### Instructions to follow
Copy out every line of the material below word for word, without changing anything.
** start **
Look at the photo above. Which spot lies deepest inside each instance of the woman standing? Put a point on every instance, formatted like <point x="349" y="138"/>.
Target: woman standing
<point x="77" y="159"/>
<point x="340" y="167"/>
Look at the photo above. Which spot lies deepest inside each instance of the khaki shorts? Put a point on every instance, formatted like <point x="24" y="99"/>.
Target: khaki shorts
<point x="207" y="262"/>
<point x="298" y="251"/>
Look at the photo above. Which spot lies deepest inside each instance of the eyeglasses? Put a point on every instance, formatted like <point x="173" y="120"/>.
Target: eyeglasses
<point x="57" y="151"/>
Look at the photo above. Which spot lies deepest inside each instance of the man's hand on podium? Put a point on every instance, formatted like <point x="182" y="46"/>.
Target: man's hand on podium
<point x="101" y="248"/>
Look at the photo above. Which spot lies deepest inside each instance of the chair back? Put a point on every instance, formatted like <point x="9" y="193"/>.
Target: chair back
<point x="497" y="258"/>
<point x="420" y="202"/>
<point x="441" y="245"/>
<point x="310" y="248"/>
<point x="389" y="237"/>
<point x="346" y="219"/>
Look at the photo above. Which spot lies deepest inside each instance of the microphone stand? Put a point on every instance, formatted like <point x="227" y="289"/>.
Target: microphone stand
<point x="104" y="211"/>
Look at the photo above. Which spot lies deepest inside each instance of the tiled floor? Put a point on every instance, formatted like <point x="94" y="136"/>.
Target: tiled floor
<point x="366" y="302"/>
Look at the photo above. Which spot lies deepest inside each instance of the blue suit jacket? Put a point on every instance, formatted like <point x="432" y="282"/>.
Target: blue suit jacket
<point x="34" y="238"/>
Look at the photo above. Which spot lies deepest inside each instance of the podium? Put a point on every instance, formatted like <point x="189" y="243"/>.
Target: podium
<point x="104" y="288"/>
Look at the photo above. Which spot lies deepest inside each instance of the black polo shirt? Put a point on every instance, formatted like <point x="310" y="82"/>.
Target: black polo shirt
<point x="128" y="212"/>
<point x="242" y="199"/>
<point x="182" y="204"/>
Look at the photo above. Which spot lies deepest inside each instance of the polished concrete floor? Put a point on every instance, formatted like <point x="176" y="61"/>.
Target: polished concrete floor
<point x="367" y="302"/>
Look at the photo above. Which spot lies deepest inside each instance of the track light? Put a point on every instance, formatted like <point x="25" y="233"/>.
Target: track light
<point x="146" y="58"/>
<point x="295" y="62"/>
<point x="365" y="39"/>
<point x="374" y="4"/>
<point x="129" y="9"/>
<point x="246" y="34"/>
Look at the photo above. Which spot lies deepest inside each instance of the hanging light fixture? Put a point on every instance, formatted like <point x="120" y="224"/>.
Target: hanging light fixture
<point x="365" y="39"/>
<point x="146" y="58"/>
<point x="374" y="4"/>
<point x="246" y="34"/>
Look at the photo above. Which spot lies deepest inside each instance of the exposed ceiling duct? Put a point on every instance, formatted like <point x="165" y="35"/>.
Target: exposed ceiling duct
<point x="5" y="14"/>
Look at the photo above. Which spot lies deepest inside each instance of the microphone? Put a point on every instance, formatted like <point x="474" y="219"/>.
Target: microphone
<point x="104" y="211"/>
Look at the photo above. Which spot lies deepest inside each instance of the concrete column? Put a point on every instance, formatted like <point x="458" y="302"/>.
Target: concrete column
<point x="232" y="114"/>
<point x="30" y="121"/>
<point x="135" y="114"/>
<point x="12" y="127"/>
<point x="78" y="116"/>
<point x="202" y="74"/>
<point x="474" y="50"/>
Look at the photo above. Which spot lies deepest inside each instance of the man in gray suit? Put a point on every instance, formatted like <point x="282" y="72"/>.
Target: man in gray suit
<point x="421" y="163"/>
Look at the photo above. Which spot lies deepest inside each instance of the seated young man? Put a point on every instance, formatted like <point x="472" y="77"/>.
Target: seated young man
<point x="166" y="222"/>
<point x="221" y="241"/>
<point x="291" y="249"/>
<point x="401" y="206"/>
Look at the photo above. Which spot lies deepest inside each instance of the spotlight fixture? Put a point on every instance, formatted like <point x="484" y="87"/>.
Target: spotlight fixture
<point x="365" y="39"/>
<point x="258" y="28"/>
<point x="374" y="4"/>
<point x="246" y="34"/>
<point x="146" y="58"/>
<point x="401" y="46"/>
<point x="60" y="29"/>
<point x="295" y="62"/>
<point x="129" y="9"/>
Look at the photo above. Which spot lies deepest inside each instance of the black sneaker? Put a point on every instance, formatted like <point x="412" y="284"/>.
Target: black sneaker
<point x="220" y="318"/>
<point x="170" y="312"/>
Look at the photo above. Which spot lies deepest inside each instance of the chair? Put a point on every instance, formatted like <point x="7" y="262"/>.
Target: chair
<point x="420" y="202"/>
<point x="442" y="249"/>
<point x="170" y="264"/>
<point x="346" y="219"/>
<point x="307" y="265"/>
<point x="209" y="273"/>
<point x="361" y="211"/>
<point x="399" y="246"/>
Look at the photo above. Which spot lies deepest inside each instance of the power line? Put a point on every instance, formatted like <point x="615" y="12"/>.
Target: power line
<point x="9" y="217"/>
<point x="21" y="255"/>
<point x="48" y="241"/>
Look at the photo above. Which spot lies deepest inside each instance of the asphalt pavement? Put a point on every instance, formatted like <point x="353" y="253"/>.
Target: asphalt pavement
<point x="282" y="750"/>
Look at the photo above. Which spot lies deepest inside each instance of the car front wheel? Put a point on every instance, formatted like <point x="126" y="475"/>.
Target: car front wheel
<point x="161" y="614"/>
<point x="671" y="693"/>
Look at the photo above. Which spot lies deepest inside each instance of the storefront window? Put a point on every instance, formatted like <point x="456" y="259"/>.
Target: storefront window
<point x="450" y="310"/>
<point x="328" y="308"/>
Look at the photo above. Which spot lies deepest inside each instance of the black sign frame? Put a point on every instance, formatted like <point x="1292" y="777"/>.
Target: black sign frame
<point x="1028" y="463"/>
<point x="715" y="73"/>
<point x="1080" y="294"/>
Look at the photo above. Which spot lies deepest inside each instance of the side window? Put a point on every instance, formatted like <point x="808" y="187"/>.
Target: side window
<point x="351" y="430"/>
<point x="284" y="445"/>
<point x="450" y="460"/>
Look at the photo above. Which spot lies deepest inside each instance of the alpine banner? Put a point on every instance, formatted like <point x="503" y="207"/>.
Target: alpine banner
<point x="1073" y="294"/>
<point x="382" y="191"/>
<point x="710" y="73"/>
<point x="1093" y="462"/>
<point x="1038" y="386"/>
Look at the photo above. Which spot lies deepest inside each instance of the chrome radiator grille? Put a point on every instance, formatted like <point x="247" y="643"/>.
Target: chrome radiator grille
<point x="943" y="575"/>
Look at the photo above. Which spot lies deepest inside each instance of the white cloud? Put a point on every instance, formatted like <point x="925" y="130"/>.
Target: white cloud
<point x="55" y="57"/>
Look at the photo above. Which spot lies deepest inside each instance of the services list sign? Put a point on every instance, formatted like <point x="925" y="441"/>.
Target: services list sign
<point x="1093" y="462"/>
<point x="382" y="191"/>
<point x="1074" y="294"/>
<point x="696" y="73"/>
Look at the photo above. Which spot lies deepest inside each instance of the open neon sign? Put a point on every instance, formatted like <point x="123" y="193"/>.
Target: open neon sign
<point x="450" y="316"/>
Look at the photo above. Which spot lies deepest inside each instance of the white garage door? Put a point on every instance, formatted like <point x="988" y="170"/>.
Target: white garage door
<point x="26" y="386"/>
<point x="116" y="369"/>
** end **
### Solution to this exercise
Look at the photo above. Which spot lies deepest inside each instance of the woman standing? Put a point on every instance, formatted like <point x="349" y="138"/>.
Target: woman standing
<point x="77" y="159"/>
<point x="340" y="167"/>
Look at the photo above. Which spot lies deepest inside each instance of the khaki shorts? Put a point on every instance, formatted like <point x="24" y="99"/>.
Target: khaki shorts
<point x="207" y="262"/>
<point x="298" y="251"/>
Look at the photo above. Which spot lies deepest inside each instance of the eyeglasses? Put a point on every instance, formatted like <point x="173" y="120"/>.
Target: eyeglasses
<point x="57" y="151"/>
Look at the photo above. Which spot lies deepest inside each instance of the man's hand on podium? Put a point on every instance, formatted like <point x="182" y="46"/>.
Target: man's hand on podium
<point x="101" y="248"/>
Look at the photo above. Which spot lies deepest inside each instance of the chair back? Put a point on every instance, formatted like <point x="9" y="193"/>.
Target: chair back
<point x="497" y="258"/>
<point x="420" y="202"/>
<point x="441" y="245"/>
<point x="310" y="248"/>
<point x="389" y="237"/>
<point x="346" y="219"/>
Look at the photo above. Which spot lies deepest inside each instance of the microphone stand? Put a point on every instance, formatted like <point x="227" y="289"/>.
Target: microphone stand
<point x="104" y="211"/>
Look at the photo above. Which spot lies deepest inside each instance of the tiled floor? Put a point on every instance, formatted like <point x="94" y="136"/>.
Target: tiled floor
<point x="366" y="302"/>
Look at the photo above. Which spot lies deepest inside each instance of the blue suit jacket? Put a point on every instance, formatted like <point x="432" y="282"/>.
Target: blue suit jacket
<point x="34" y="238"/>
Look at the photo above. Which spot lies deepest inside each instance of the podium? Put a point on every instance, formatted like <point x="189" y="243"/>.
Target: podium
<point x="104" y="288"/>
Look at the photo above. Which spot lies deepest inside each instance of the black polo shirt? Put a point on every instance, formatted like <point x="310" y="82"/>.
Target: black polo shirt
<point x="128" y="212"/>
<point x="242" y="199"/>
<point x="182" y="204"/>
Look at the photo above. Which spot lies deepest inside each instance of the polished concrete floor? Put a point on every instance, formatted like <point x="176" y="61"/>.
Target: polished concrete floor
<point x="367" y="302"/>
Look at the photo above. Which spot lies deepest inside each instance of the track light? Put a point on every instance, formatted like <point x="25" y="233"/>.
Target: track light
<point x="146" y="58"/>
<point x="295" y="62"/>
<point x="365" y="39"/>
<point x="374" y="4"/>
<point x="129" y="9"/>
<point x="246" y="34"/>
Look at the photo above. Which spot lies deepest inside each instance of the hanging light fixture? Put a point on every instance, formatted like <point x="120" y="224"/>.
Target: hanging light fixture
<point x="365" y="39"/>
<point x="146" y="58"/>
<point x="374" y="4"/>
<point x="246" y="34"/>
Look at the photo above. Which spot lies deepest inside each instance of the exposed ceiling duct? Put a point on every instance, formatted like <point x="165" y="35"/>.
Target: exposed ceiling duct
<point x="5" y="14"/>
Look at the photo above. Which spot lies deepest inside each instance of the microphone? Put a point on every instance, formatted like <point x="474" y="219"/>.
Target: microphone
<point x="104" y="211"/>
Look at the photo above. Which spot lies deepest inside each instance of the concrete column? Put a point on every instance, formatted like <point x="458" y="302"/>.
Target: concrete column
<point x="232" y="114"/>
<point x="30" y="121"/>
<point x="135" y="114"/>
<point x="12" y="127"/>
<point x="78" y="116"/>
<point x="202" y="74"/>
<point x="474" y="50"/>
Look at the photo above. Which spot lies deepest inside each instance of the man in gray suit? Put a point on every instance, formatted like <point x="282" y="72"/>.
Target: man in gray suit
<point x="421" y="163"/>
Look at the photo above. Which spot lies deepest inside each instance of the seated young man? Put a point on every instance, formatted like <point x="472" y="77"/>.
Target: seated young man
<point x="166" y="222"/>
<point x="221" y="241"/>
<point x="291" y="249"/>
<point x="401" y="206"/>
Look at the photo above. Which spot lies deepest inside each instance of the spotlight fixture? Put a point on every instance, formatted like <point x="484" y="87"/>.
Target: spotlight fixture
<point x="365" y="39"/>
<point x="258" y="28"/>
<point x="374" y="4"/>
<point x="246" y="34"/>
<point x="146" y="58"/>
<point x="401" y="46"/>
<point x="60" y="29"/>
<point x="295" y="62"/>
<point x="129" y="9"/>
Look at the photo above. Which spot lies deepest inside each instance of the black sneaker? Put a point on every instance, formatted like <point x="412" y="284"/>.
Target: black sneaker
<point x="220" y="318"/>
<point x="170" y="312"/>
Look at the photo above. Which spot lies deepest inside each instance of the chair? Put a point on every instance, formatted like <point x="7" y="262"/>.
Target: chair
<point x="420" y="202"/>
<point x="442" y="249"/>
<point x="170" y="264"/>
<point x="346" y="219"/>
<point x="307" y="265"/>
<point x="209" y="273"/>
<point x="361" y="211"/>
<point x="399" y="246"/>
Look at the photo above. Which spot lies deepest inside each instance of the power line? Put a point on every instance, formatted like <point x="615" y="12"/>.
Target: power line
<point x="9" y="217"/>
<point x="21" y="255"/>
<point x="48" y="241"/>
Look at the photo above. Which spot lies deepest inside each instance of the asphalt pavement? Put a point on every instance, formatted like <point x="353" y="253"/>.
Target: asphalt pavement
<point x="282" y="750"/>
Look at the photo above. Which spot lies deepest inside each instance of the car front wheel? Put a point on every instance, formatted like <point x="126" y="475"/>.
Target: car front wheel
<point x="161" y="614"/>
<point x="671" y="693"/>
Look at the photo above. Which spot lies deepest inside each instance of the storefront window? Put a point on every instance, formatted like <point x="456" y="259"/>.
Target: storefront window
<point x="450" y="310"/>
<point x="328" y="308"/>
Look at the photo above. Which spot lies deepest inside each instance of the black sign frame? Put a point on every instance, formatted like <point x="1292" y="777"/>.
Target: black sign frame
<point x="1028" y="463"/>
<point x="715" y="73"/>
<point x="1080" y="294"/>
Look at the photo above. Which spot lies deepest inside each instance of the side window? Put a point on every instance, formatted like <point x="808" y="187"/>.
Target: side window
<point x="351" y="430"/>
<point x="284" y="445"/>
<point x="450" y="460"/>
Look at the photo above. Which spot lies deepest inside each instance of the alpine banner? Put a point on every instance, formatted like <point x="503" y="207"/>.
Target: alpine banner
<point x="1073" y="294"/>
<point x="382" y="191"/>
<point x="710" y="73"/>
<point x="1093" y="462"/>
<point x="1038" y="386"/>
Look at the photo above. Which spot lies deepest inside each instance of the chrome radiator grille? Put a point on every instance, formatted like <point x="247" y="643"/>.
Target: chrome radiator grille
<point x="943" y="575"/>
Look at the photo above. Which spot lies deepest inside each instance of the white cloud? Put a point on every instance, formatted like <point x="925" y="130"/>.
Target: white cloud
<point x="55" y="57"/>
Look at the photo above. Which spot lies deepest inside each instance of the services list sign? Put a point on every instance, formatted like <point x="925" y="441"/>.
Target: services list sign
<point x="1093" y="462"/>
<point x="382" y="191"/>
<point x="1074" y="294"/>
<point x="696" y="73"/>
Look at the photo above. Which spot lies deepest inside each instance of the open neon sign? Put a point on every instance, formatted like <point x="123" y="193"/>.
Target: open neon sign
<point x="450" y="316"/>
Look at the photo above. Which spot lies deepest inside each instance of the white garage door? Put a point on every instance, formatted like <point x="988" y="170"/>.
Target: white garage door
<point x="26" y="386"/>
<point x="116" y="369"/>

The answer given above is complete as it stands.